> **Required work**
1: Translate this sentence from the Fortuzzi biography into Spanish: "Fortuzzi comes from a German-Italian theatrical family."
2: Copy a section of the Fortuzzi biography word for word. Begin at the words "Fortuzzi also played" and stop after "Alexander von Horbatschewsky.".

> **Provided text**
--
German actor (born 2001)

Michelangelo Fortuzzi (born 23 January 2001) is a German actor.

== Biography ==
Fortuzzi comes from a German-Italian theatrical family. The actor and director Alberto Fortuzzi is his father, and his older brother Valentino Fortuzzi is also an actor. He attended the Sophie-Scholl-Schule in Schöneberg. In 2019, Fortuzzi received the 2019 German Television Award for Young Talent for his performance in the multi-award-winning RBB drama Alles Isy (written and directed by Mark Monheim and Max Eipp). He played the film's main character, 16-year-old Jonas Vanderberg, who, after raping a classmate with two friends, is plagued by guilt and searches for a solution to his seemingly hopeless situation.

Fortuzzi also played the role of Matteo Florenzi, a man searching for his sexual orientation, in the web series Druck, the German adaptation of the Norwegian original SKAM. Fortuzzi starred in Druck alongside Milena Tscharntke and Lukas Alexander von Horbatschewsky.

In the 2021 Amazon Prime series "Wir Kinder vom Bahnhof Zoo" (We Children from Bahnhof Zoo), an eight-part adaptation of the book of the same name, he played the role of Benno.
--
> **Dataset content**
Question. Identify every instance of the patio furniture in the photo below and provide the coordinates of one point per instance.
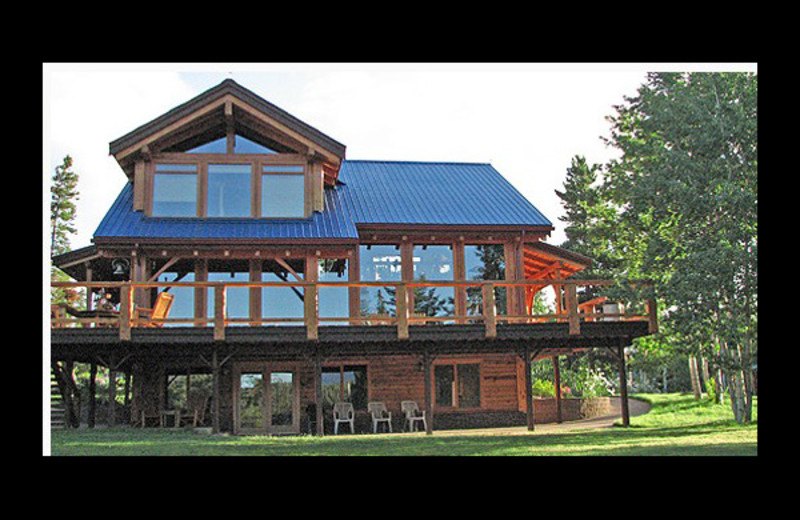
--
> **Written answers**
1: Fortuzzi proviene de una familia teatral germano-italiana.

2:
Fortuzzi also played the role of Matteo Florenzi, a man searching for his sexual orientation, in the web series Druck, the German adaptation of the Norwegian original SKAM. Fortuzzi starred in Druck alongside Milena Tscharntke and Lukas Alexander von Horbatschewsky.